■ **DOCUMENT TEXT**
·····
Saturday, May 4, 2013

Getting Ready to Get Going

We are still in Titusville, which ain’t such a bad thing. The weather has been lousy with strong winds, waves and rain. The weather systems have been swirling around here for a week. Sunday, May 5th looks like our goboat day and we are ready to get back underway. All things are fixed. We are pumped out. The water tank is full. There is nothing to stop us except the weather. Our next stop is the new-ish Marineland Marina eighty statute miles up from here. The next several weeks are going to be pretty much every day cruising. We will spend an extra day in Marineland to check out Marineland itself, but after that we are going to make waves on up to Charleston, South Carolina for a few days, then up to Barefoot Landing Marina in Myrtle Beach, South Carolina to meet up with Rick and Margi of Journey.

Our days here in Titusville have not been wasted on idle lounging or, shall we say, other indoor activities. We've also been exploring the history of our boat. As I have mentioned before Why Knot was built here by Nelson Yachts back in 1988. And a lot of people refer to these boats as Thompson Nelson trawlers. They were first made by Thompson Boats also here in Titusville. Thompson’s ship yard was on the north side of the marina, Nelson on the south side. We walked up to what was formally Thompson’s shipyard where there is another custom ship builder now. (They build commercial specialty boats.) The lady at the front desk found a guy there that used to work for Thompson and he was happy to tell us a bit of the history and story of Rodney Thompson and the ship yard.
·····
■ **DATA RECORDS**
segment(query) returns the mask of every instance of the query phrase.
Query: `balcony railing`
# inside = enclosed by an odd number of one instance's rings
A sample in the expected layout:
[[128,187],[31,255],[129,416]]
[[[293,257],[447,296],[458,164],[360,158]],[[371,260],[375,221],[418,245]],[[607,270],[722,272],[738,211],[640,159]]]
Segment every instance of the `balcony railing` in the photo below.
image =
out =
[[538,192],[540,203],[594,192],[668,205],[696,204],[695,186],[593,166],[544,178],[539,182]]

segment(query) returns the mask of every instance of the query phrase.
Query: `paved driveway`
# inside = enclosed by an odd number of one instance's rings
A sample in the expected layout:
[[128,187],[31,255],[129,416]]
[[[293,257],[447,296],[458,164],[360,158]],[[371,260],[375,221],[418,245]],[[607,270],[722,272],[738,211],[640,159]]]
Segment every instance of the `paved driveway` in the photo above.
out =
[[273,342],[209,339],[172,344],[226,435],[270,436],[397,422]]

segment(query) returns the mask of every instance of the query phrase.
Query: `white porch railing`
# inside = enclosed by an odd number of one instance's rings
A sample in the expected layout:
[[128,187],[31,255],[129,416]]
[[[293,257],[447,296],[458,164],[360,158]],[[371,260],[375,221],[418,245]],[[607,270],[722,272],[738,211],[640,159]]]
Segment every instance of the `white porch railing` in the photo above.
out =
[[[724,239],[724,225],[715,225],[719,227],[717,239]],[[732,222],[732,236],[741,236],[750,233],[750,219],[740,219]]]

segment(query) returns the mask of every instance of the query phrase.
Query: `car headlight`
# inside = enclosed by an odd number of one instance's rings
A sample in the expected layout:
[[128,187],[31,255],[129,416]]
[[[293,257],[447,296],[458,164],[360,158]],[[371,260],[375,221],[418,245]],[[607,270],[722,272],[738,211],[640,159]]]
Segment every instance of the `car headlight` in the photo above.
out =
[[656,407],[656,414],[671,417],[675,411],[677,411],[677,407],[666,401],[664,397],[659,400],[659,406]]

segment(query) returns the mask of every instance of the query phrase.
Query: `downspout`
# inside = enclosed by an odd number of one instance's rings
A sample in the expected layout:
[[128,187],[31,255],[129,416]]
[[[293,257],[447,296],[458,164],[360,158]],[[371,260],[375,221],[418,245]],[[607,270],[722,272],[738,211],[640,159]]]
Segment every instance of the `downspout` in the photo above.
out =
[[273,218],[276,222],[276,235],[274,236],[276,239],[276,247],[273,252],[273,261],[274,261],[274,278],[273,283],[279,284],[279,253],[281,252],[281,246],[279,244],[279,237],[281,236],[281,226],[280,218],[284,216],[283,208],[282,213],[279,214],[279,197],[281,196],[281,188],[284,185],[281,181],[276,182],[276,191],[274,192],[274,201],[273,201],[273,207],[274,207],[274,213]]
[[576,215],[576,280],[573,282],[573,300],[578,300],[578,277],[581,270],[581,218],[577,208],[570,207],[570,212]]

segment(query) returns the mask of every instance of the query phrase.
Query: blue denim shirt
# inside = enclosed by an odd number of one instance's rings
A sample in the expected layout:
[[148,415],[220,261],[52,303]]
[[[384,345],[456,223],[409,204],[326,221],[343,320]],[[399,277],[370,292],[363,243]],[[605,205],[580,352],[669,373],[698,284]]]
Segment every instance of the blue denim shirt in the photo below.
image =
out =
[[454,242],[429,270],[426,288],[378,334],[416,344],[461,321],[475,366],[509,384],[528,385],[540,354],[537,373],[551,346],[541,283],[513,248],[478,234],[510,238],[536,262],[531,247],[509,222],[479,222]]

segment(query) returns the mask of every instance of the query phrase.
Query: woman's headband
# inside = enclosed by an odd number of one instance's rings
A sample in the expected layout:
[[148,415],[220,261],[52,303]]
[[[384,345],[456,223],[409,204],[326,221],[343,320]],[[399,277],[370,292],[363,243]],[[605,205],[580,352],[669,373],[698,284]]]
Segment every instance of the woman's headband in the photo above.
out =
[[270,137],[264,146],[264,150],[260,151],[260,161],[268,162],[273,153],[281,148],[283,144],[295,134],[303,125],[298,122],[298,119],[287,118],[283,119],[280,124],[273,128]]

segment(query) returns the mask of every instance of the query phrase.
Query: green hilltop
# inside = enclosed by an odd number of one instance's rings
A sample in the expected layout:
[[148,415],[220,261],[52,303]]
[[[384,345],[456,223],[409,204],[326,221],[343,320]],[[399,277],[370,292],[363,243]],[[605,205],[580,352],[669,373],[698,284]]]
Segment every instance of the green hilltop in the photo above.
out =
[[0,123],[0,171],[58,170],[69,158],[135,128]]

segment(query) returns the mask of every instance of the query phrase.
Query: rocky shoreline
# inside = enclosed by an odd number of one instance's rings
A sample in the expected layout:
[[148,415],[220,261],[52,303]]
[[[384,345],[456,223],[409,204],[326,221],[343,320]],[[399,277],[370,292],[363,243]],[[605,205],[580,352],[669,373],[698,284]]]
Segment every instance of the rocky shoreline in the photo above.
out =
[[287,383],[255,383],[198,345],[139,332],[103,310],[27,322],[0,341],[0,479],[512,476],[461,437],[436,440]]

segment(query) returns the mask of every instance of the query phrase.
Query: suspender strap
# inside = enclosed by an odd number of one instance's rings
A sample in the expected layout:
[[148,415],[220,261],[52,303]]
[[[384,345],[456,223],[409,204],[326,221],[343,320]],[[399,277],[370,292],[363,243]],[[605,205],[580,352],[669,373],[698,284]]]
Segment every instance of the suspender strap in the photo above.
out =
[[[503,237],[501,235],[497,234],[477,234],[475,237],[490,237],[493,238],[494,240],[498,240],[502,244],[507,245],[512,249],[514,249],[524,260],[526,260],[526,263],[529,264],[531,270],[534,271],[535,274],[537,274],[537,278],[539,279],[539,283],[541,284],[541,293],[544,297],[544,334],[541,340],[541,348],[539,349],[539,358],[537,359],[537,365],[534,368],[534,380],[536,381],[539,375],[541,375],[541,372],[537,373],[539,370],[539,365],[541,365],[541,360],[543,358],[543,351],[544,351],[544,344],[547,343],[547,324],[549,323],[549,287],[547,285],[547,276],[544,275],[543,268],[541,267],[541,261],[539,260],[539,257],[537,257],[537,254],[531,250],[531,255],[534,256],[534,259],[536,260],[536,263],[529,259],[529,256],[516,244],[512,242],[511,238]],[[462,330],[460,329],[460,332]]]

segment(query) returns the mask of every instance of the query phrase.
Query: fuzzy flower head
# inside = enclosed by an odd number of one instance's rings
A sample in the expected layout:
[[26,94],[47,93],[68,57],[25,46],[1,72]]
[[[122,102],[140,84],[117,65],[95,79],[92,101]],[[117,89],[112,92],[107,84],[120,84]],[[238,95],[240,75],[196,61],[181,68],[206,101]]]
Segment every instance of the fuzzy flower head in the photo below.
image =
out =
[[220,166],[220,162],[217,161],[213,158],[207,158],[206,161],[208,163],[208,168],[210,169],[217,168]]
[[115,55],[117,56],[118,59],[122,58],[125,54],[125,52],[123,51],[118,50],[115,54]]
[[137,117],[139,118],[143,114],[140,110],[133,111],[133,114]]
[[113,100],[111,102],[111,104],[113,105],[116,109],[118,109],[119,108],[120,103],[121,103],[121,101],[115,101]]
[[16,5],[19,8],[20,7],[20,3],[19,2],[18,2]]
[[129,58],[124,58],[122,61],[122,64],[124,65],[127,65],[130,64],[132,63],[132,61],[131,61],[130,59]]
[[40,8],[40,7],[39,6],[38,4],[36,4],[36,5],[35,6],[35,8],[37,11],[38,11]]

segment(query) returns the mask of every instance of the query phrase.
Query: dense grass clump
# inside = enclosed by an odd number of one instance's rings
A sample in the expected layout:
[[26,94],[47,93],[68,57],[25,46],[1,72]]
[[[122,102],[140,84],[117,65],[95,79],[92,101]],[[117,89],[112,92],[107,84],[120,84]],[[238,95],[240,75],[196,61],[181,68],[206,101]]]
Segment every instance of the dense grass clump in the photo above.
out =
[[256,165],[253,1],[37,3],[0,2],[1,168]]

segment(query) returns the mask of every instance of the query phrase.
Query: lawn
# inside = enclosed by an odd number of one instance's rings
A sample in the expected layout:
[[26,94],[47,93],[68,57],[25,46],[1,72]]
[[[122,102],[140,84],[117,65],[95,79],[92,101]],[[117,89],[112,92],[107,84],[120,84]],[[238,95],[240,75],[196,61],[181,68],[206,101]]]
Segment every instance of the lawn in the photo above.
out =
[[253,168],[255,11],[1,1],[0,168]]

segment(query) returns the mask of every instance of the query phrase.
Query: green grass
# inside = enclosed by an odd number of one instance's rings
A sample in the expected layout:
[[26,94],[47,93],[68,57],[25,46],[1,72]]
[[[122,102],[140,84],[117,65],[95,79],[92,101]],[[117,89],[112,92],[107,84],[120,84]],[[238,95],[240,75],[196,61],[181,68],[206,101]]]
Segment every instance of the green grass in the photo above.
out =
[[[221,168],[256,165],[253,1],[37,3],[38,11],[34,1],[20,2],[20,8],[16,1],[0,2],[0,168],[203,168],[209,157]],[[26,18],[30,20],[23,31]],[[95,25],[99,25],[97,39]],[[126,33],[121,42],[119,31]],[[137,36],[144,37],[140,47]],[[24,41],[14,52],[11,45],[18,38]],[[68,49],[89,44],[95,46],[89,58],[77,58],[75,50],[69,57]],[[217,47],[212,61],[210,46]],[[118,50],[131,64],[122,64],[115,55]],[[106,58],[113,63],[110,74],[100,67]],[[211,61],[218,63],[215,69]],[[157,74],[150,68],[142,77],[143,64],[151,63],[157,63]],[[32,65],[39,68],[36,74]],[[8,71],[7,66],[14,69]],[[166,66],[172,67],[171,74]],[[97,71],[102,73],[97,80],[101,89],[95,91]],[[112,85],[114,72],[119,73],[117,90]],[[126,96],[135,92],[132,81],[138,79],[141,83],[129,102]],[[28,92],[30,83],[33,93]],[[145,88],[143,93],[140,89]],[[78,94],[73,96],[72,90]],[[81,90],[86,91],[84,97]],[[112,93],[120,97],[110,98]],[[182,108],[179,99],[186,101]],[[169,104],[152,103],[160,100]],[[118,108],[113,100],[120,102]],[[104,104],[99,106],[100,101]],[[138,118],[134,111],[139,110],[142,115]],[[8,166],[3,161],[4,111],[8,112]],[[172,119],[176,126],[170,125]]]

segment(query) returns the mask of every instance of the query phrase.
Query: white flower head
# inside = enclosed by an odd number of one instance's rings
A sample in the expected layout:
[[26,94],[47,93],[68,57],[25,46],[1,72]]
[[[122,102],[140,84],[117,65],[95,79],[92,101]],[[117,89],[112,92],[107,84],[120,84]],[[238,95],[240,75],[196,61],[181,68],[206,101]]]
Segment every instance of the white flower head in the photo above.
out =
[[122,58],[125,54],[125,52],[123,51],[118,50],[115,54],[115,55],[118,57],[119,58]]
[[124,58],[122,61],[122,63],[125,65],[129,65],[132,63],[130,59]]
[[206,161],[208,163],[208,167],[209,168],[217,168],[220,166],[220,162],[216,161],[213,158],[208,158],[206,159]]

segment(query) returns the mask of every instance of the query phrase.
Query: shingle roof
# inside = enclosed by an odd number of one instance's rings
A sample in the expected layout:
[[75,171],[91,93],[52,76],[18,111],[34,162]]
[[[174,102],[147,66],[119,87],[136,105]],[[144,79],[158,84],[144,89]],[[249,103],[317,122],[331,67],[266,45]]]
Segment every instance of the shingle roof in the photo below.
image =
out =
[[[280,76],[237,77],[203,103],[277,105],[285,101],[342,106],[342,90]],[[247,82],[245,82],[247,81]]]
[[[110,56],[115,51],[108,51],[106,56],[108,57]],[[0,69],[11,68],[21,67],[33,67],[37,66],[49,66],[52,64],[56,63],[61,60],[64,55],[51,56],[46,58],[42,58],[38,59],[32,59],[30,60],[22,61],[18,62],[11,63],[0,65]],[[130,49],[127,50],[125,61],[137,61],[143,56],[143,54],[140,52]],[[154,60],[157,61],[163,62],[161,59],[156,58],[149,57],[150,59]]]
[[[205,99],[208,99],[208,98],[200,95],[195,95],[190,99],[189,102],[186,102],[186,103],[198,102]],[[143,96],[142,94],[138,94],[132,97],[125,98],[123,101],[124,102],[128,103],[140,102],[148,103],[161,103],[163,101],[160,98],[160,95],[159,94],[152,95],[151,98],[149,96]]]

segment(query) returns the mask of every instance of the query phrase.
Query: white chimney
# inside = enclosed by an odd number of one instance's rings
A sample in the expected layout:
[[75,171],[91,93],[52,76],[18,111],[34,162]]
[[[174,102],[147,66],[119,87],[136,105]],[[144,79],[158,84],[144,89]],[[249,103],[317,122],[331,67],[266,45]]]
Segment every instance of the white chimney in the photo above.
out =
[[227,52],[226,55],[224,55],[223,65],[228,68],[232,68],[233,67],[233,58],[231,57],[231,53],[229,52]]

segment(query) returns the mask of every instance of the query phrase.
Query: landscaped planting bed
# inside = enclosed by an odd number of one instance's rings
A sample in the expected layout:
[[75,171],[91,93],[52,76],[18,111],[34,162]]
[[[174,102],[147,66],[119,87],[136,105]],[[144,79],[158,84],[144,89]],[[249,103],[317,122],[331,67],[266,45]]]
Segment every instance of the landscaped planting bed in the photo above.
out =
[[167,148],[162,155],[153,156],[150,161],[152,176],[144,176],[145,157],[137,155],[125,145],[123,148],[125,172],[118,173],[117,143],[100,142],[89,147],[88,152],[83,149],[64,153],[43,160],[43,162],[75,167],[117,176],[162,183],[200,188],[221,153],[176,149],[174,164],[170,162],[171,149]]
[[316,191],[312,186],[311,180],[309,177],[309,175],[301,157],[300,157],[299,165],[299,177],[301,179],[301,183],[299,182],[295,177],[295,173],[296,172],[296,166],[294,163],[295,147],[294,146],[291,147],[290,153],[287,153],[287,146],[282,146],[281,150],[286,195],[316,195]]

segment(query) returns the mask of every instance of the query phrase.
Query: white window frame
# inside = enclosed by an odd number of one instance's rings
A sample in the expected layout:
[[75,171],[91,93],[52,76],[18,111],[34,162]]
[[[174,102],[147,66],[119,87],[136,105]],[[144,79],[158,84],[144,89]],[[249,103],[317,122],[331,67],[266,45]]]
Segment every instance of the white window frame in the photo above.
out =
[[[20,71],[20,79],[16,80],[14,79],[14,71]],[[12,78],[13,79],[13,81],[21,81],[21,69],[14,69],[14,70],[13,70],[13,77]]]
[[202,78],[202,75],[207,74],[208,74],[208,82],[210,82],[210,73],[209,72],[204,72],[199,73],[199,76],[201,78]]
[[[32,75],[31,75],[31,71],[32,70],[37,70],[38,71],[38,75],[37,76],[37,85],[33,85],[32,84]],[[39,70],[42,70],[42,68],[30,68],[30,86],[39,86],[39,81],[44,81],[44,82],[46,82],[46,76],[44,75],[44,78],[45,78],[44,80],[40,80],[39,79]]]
·····
■ **REQUIREMENTS**
[A] According to the Titusville blog post, who built Why Knot, and in what year?
[B] For each statement, state whether the Titusville blog post agrees, and quote the words that decide it.
(i) The next planned stop is Marineland Marina, eighty statute miles away.
(ii) Thompson's shipyard stood on the south side of the marina.
(iii) The meeting with Rick and Margi is planned for Charleston.
[C] Carry the Titusville blog post forward from its last sentence, in the same voice.

■ **EXPECTED RESPONSES**
[A] Nelson Yachts built it in 1988.

[B]
(i) Yes: "Our next stop is the new-ish Marineland Marina eighty statute miles up from here."
(ii) No: "Thompson’s ship yard was on the north side of the marina, Nelson on the south side."
(iii) No: "then up to Barefoot Landing Marina in Myrtle Beach, South Carolina to meet up with Rick and Margi of Journey."

[C]
Rodney Thompson is a bit of a story himself. Originally from South Carolina he was making a good living building small commercial fishing boats. He moved down to Titusville in the 1960s and converted one of his successful hulls, a forty-four foot job, to a live-aboard pleasure craft. This was the original forty-five foot boat like Why Knot. He built somewhere around one-hundred-twenty of them. He also built a limited number of thirty-three and fifty-two foot versions. But he made his money from the forty-fives. He then decided to get into building some really big boats, a ninety foot long boat. And at the time it was the longest fiberglass boat on the planet. But his zeal (and costs) to build this boat got out of hand. He liquidated all of the tooling for his smaller pleasure craft to a guy named Greg Nelson to finance his project. That unfortunately did not work. Thompson soon had to call it quits and he closed up his shipyard and soon opened a local seafood restaurant. And in the spirit of all great entrepreneurs, he developed a machine that automatically shelled rock shrimp. He made his fortune back with this invention His restaurant, Dixie Crossroads, is also a success (fine good eating, too) and his story ends happily.

Lisa with...we'll call him Rodney.

Darrell and Rodney. We're BFFs.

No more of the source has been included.